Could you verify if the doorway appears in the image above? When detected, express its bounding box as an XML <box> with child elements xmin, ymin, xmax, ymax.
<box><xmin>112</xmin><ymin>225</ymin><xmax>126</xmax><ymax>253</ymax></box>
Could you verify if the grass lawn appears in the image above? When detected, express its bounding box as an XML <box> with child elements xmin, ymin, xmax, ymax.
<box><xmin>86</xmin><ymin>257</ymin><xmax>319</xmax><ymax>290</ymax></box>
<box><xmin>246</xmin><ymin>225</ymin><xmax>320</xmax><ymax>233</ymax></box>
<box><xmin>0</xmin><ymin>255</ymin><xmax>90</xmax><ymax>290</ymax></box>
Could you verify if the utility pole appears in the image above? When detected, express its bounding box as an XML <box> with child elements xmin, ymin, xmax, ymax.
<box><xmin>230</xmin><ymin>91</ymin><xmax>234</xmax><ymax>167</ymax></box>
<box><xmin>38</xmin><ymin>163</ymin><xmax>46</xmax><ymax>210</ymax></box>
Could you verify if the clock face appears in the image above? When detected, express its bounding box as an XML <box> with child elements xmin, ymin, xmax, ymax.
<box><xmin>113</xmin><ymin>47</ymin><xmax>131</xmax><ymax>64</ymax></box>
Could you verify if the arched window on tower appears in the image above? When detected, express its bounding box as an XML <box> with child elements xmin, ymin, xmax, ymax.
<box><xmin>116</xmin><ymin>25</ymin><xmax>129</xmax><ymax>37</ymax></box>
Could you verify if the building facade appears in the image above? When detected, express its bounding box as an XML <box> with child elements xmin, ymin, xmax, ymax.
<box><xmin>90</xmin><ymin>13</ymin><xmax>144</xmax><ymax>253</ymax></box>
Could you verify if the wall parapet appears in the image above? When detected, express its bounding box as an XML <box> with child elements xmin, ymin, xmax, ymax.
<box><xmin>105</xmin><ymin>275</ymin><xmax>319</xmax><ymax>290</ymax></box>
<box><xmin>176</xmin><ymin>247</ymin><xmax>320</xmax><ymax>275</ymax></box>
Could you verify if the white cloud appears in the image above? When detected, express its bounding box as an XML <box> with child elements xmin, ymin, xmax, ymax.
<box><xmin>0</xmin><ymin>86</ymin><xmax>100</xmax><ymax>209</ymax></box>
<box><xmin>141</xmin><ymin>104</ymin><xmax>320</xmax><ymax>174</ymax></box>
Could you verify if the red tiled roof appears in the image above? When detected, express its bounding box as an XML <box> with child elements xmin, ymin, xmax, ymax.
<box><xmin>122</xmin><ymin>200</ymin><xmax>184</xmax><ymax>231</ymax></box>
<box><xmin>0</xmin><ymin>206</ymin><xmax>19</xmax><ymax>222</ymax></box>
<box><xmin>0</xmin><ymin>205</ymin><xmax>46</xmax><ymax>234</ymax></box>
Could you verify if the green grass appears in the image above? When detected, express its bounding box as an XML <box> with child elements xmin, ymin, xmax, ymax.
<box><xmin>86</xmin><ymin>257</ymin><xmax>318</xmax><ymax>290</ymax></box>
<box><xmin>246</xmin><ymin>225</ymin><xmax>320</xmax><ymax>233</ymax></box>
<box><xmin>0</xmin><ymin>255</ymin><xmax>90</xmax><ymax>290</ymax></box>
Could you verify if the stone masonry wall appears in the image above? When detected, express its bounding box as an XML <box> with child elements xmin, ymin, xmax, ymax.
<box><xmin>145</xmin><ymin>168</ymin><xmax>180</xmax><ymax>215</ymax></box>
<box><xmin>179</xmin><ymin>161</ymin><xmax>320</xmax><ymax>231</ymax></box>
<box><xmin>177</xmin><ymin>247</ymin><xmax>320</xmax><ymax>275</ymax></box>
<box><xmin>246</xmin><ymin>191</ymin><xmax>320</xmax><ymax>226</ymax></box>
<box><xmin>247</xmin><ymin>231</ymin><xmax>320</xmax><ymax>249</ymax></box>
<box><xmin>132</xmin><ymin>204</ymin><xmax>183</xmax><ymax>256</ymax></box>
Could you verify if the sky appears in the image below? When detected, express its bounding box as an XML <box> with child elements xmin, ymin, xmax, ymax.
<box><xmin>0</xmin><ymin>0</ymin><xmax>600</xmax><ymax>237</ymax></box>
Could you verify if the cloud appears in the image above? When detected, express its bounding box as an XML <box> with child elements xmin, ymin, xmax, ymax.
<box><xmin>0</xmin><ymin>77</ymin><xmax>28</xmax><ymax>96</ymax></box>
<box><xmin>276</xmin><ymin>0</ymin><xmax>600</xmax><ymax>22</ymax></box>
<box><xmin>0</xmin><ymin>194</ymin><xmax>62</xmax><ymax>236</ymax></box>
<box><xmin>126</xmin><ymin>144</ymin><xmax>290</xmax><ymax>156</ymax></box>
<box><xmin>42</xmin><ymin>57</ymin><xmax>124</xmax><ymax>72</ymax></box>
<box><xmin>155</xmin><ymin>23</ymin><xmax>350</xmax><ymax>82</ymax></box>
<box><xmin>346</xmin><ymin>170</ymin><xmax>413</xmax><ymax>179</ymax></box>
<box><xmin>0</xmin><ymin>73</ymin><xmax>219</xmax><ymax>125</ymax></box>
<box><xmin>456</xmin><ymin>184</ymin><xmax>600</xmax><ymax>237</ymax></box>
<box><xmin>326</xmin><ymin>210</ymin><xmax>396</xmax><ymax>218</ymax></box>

# TASK TO CARRY OUT
Carry over only the stretch from the line containing "Could you verify if the cloud" through the end of the entries, with the requests kept in place. Add -44 to every bounding-box coordinate in the answers.

# ANSWER FOR THE TASK
Could you verify if the cloud appears in the image above? When detected, express its bounding box as an XML <box> with child elements xmin, ymin, xmax, ymax.
<box><xmin>-44</xmin><ymin>33</ymin><xmax>-16</xmax><ymax>52</ymax></box>
<box><xmin>232</xmin><ymin>-44</ymin><xmax>556</xmax><ymax>-22</ymax></box>
<box><xmin>-44</xmin><ymin>150</ymin><xmax>18</xmax><ymax>192</ymax></box>
<box><xmin>82</xmin><ymin>100</ymin><xmax>246</xmax><ymax>112</ymax></box>
<box><xmin>-2</xmin><ymin>13</ymin><xmax>80</xmax><ymax>28</ymax></box>
<box><xmin>111</xmin><ymin>-21</ymin><xmax>306</xmax><ymax>38</ymax></box>
<box><xmin>302</xmin><ymin>126</ymin><xmax>369</xmax><ymax>135</ymax></box>
<box><xmin>-44</xmin><ymin>29</ymin><xmax>175</xmax><ymax>81</ymax></box>
<box><xmin>412</xmin><ymin>140</ymin><xmax>556</xmax><ymax>193</ymax></box>
<box><xmin>282</xmin><ymin>166</ymin><xmax>352</xmax><ymax>174</ymax></box>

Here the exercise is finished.